● PASSAGE TO READ:
· · · · · · ·

More than a few readers have sent messages questioning what, exactly, I value in an automobile. These inquiries have often included helpful suggestions concerning the kind of flying leap I can take and where.
Let me explain. What I value in a car is personality. What I value is character. I value a car that makes me daydream about driving, about romancing the road for hours on end, a white-line idyll without purpose or destination. All I ask is a small ship and a star to steer her by.
If you are searching for causes of dysfunction in America's love affair with the automobile, the place to start is the focus group flatness that defines most cars today, an enervating perfection that is the product of automakers chasing, in my view, the wrong rabbit.
Almost by definition, character comprises great strengths and certain winning flaws -- does anybody remember Edmund Burke?
The BMW-built 2004 Mini Cooper is not a perfect automobile. Let us just take a moment to let that understatement reverberate: The back seat is the automotive equivalent of a spider hole in Tikrit. The ride is rough enough to disqualify you from future organ donations. Compared with the amniotic hush of a Lexus LS 430 or Volkswagen Phaeton, the Mini's warbling, static-filled ambience sounds as if it was recorded in Sam Phillips' Sun Records studio.
But the Mini -- especially the John Cooper Works edition I drove recently -- is a righteous piece, a snubbed-down, amped-up, hot rod Hobbit that turns the most galling stop-and-go errand into an occasion for joyous gear-jamming and games of Diss the SUV. I defy you not to love this car.
And in Los Angeles -- ohmigod -- the car flat-out dogs traffic. With 200 supercharged horsepower on tap, the JCW edition makes a hole in freeway traffic like a satchel charge, nicking around bigger cars and squeezing into openings stingy drivers didn't know they had left.
With its 97.1-inch wheelbase, 143.9-inch overall length and turning radius of a mere 34.2 feet, the Mini is brought to you by the letter U, as in U-turn. See a parking place on the other side of the street? You are on it like Snoop on a fatty.
A little history is in order. The original Mini was designed by Sir Alec Issigonis in response to the Suez oil crisis of the late 1950s, and its novel configuration -- a transverse-engine, front-wheel drive, four-seat two-door -- created the perfect city car for Europe's narrow streets and sidewalk parking: cheap, maneuverable, Swiss Army knife versatile.
The car, built wearing the Austin and Morris badges, became a cultural icon as much as the VW Beetle. Issigonis was knighted for his efforts. It starred in one of the great caper films of the 1960s, "The Italian Job," starring Michael Caine and one thoroughly mortified-looking Noel Coward. Mike Myers borrowed the Austin name for his paisley satyr Austin Powers.
(Obiter dictum, the 2002 remake of "The Italian Job," featuring the new Minis running the aqueducts in Los Angeles, is a superb piece of glossy, drossy, car-centric filmmaking.)
The trouble with the original 37-horsepower Mini was that it was slower than Christmas. To the rescue came John Cooper, the famed race engineer, whose shop -- or "works" -- banged together what became known as the Mini Cooper, with 65 horses. The car promptly went out and won the Monte Carlo Rally.

· · · · · · ·

● PROBLEMS:
- 1) According to the Mini Cooper review, who designed the original Mini, and what event prompted its design?
- 2) Pick up the Mini Cooper review after its final paragraph and write the next part.

[Stored items]
· · · · · · ·

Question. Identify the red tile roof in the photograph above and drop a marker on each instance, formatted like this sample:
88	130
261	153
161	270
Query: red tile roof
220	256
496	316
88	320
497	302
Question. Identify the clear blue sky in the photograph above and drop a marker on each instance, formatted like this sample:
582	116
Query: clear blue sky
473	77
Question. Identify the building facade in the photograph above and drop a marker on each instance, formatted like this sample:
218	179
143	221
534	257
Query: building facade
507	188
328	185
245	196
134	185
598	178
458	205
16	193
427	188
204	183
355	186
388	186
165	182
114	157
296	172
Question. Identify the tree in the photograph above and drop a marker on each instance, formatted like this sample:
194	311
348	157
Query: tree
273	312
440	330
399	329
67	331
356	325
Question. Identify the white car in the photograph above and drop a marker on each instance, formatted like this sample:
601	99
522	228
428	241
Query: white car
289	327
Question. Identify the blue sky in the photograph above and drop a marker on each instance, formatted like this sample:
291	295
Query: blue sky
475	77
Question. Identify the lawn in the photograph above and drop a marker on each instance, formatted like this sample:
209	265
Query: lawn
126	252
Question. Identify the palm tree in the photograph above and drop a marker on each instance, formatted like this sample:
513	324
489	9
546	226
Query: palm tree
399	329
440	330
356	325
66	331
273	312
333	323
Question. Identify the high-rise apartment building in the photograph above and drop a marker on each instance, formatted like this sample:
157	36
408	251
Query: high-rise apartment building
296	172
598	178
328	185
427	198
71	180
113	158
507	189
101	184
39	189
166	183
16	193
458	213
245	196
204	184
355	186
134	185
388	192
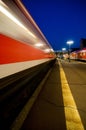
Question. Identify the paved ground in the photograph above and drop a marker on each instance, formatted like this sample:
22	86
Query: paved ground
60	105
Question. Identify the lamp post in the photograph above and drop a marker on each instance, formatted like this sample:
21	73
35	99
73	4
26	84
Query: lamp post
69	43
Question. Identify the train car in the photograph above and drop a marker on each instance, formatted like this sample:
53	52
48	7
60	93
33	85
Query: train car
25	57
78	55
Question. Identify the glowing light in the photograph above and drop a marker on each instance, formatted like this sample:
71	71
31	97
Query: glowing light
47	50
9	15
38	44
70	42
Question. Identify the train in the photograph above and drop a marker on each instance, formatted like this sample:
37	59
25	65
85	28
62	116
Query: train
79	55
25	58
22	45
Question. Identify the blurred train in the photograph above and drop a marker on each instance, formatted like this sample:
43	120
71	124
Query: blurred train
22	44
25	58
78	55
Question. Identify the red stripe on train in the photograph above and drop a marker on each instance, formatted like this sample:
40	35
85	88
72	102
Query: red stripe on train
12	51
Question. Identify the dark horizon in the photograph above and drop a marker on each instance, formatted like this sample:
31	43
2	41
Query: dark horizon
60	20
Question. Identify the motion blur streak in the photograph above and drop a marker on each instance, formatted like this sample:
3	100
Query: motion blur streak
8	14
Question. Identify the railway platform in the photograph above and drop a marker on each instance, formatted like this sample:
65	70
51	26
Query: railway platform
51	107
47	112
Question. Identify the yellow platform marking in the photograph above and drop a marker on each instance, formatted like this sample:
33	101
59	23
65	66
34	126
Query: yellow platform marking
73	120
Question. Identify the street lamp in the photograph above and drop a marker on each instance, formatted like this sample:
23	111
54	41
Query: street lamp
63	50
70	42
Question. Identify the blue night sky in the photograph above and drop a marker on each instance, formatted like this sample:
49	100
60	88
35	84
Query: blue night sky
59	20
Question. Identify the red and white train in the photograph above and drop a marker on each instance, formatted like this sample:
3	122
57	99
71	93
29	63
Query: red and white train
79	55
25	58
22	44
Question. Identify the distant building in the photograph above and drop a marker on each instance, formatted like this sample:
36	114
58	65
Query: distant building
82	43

· · · · · · ·

● RESPONSES TO THE TASKS:
- 1) Sir Alec Issigonis designed it in response to the Suez oil crisis of the late 1950s.

- 2)
Likewise with the new car, the high-performance version of the Mini Cooper S is the product of the John Cooper Works shop. (John has gone on to the great paddock in the sky, but his son Mike carries on.) The base Mini Cooper is powered by a naturally aspirated 1.6-liter engine (a joint DaimlerChrysler-BMW unit built in Brazil) that puts out a noodle-armed 115 horsepower. The Cooper S supercharges the engine, raising the output to 163 horses, and pairs it with a six-speed manual transmission, traction control, sport suspension, hood snorkel and integrated rear spoiler.
The John Cooper Works package -- a bolt-on engine modification kit available through Mini dealers -- shoves a lot more air down the 1.6-liter gullet; using a bigger supercharger, a freer-breathing cylinder head and exhaust system; and a reprogrammed computer chip to control it all as the horsepower is nudged up to 200.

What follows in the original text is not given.